→ **What is asked**
Gather every line in the records below that contains the string "athlete", copying each one in full. Matching is case-sensitive.

→ **Input data**

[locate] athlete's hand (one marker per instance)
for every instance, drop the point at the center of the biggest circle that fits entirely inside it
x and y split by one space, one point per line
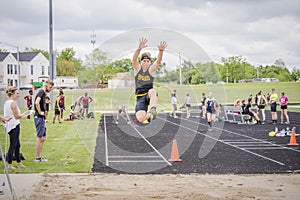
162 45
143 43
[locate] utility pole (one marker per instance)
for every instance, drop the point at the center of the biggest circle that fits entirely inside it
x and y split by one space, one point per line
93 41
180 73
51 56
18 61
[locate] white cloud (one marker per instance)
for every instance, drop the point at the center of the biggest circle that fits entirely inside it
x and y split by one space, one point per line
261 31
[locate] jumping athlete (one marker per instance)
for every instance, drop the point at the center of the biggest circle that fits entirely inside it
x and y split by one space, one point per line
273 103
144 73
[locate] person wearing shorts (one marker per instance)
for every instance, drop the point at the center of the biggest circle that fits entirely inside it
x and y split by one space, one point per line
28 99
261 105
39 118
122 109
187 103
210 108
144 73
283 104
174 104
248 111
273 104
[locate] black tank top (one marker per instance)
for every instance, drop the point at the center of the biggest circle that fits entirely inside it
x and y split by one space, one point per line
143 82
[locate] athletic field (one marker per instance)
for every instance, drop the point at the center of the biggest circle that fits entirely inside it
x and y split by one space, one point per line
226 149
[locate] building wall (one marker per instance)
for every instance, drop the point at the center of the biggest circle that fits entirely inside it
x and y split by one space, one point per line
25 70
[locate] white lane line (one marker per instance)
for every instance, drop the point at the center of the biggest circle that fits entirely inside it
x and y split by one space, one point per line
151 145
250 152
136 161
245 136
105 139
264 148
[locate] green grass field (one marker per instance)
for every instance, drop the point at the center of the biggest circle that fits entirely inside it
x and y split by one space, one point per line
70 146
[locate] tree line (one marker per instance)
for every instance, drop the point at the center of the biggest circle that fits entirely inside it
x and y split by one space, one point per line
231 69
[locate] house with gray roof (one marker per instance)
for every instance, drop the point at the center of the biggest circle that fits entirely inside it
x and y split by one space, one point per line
---
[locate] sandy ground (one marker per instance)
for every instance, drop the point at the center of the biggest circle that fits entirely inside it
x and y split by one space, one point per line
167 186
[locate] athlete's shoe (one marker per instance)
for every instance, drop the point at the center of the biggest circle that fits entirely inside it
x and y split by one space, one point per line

→ **Task result**
[locate] athlete's hand (one marker per instance)
[locate] jumping athlete (one marker per instance)
[locate] athlete's shoe (one marker per instance)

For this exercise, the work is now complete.